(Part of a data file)
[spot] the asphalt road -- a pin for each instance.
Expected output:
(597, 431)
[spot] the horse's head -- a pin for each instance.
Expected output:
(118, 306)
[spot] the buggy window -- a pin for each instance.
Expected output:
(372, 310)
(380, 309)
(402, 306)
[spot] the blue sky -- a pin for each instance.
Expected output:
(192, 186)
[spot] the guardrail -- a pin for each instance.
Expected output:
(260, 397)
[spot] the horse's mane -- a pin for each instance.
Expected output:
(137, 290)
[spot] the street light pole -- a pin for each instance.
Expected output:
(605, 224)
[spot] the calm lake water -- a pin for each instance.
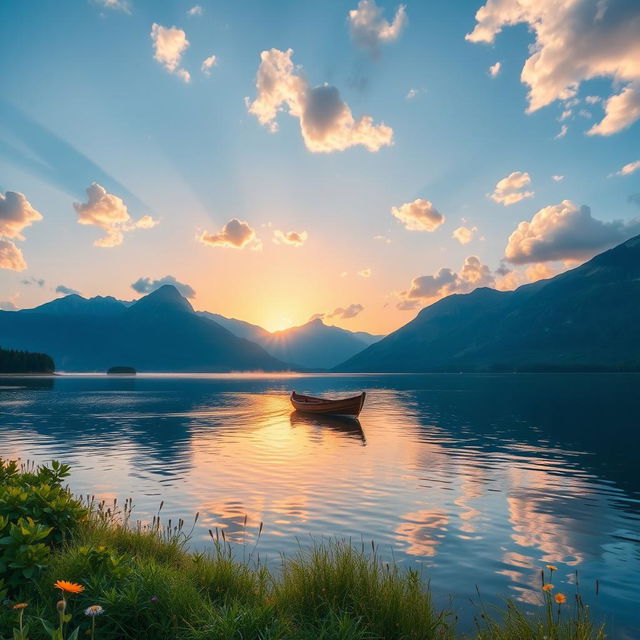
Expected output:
(479, 479)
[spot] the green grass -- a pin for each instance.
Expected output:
(152, 587)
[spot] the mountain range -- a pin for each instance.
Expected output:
(162, 332)
(582, 319)
(159, 332)
(312, 345)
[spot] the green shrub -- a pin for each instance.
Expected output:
(36, 514)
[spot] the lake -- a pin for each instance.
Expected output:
(478, 479)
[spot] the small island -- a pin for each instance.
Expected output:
(25, 362)
(121, 371)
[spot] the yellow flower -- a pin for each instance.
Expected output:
(68, 587)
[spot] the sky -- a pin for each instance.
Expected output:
(281, 160)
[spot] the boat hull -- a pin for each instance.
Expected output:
(350, 407)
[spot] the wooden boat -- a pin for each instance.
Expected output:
(319, 406)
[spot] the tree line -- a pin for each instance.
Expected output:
(14, 361)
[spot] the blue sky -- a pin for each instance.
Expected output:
(85, 101)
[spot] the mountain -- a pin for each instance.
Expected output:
(159, 332)
(313, 345)
(239, 328)
(75, 304)
(583, 319)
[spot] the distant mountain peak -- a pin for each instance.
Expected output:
(165, 297)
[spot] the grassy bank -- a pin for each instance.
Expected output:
(142, 582)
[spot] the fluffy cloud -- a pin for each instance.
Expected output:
(445, 282)
(369, 28)
(565, 232)
(67, 291)
(11, 257)
(293, 238)
(494, 69)
(8, 305)
(236, 234)
(147, 285)
(326, 121)
(345, 313)
(464, 235)
(628, 169)
(16, 213)
(511, 189)
(31, 280)
(419, 215)
(574, 41)
(207, 64)
(109, 213)
(169, 43)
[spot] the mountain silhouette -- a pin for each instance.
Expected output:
(583, 319)
(313, 345)
(159, 332)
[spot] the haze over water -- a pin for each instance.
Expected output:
(479, 479)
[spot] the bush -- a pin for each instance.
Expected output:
(37, 514)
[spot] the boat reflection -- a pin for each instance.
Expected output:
(350, 427)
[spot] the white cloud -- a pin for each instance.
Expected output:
(628, 169)
(565, 232)
(326, 121)
(464, 235)
(11, 257)
(109, 213)
(621, 110)
(511, 189)
(293, 238)
(574, 41)
(169, 45)
(207, 64)
(562, 133)
(369, 28)
(16, 213)
(8, 305)
(147, 285)
(235, 234)
(419, 215)
(445, 282)
(345, 313)
(116, 5)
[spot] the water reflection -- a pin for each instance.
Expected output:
(350, 427)
(483, 476)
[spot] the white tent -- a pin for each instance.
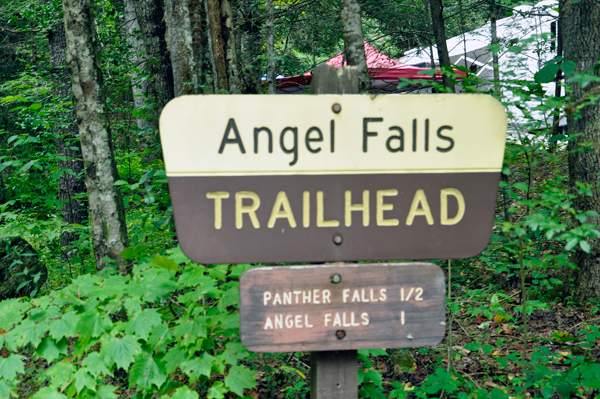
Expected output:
(531, 27)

| Written task |
Quote exactly the lines from the one that contains "[spot] the distant" through the end of the listing above, both ends included, leaving out the pictures.

| Written response |
[spot] the distant mountain peak -- a pin for each instance.
Expected output:
(165, 297)
[spot] the grassy bank -- a pin for each instance.
Expected output:
(142, 582)
[spot] the fluffy cloud -- a pin for each instance.
Expected output:
(445, 282)
(369, 28)
(565, 232)
(67, 291)
(11, 257)
(293, 238)
(494, 69)
(8, 305)
(236, 234)
(147, 285)
(326, 121)
(345, 313)
(464, 235)
(628, 169)
(16, 213)
(511, 189)
(31, 280)
(419, 215)
(574, 41)
(207, 64)
(109, 213)
(169, 43)
[spot] the mountain silhouette -- a pin for each instance.
Expected output:
(583, 319)
(313, 345)
(159, 332)
[spot] the haze over water -- a pin for each instance.
Expected output:
(479, 479)
[spot] the bush -- a pin for each instance.
Expected output:
(37, 514)
[spot] the boat reflection -- a pin for each instance.
Expected output:
(350, 427)
[spot] the white cloud -- a pin for each instance.
Expected output:
(628, 169)
(565, 232)
(326, 121)
(464, 235)
(11, 257)
(109, 213)
(621, 110)
(511, 189)
(293, 238)
(574, 41)
(169, 45)
(207, 64)
(562, 133)
(369, 28)
(16, 213)
(8, 305)
(147, 285)
(235, 234)
(419, 215)
(445, 282)
(345, 313)
(116, 5)
[spot] the water reflection -- a pin for each instance.
Expected output:
(350, 427)
(483, 476)
[spot] the white tent -- a pin for each instance.
Expected output:
(531, 27)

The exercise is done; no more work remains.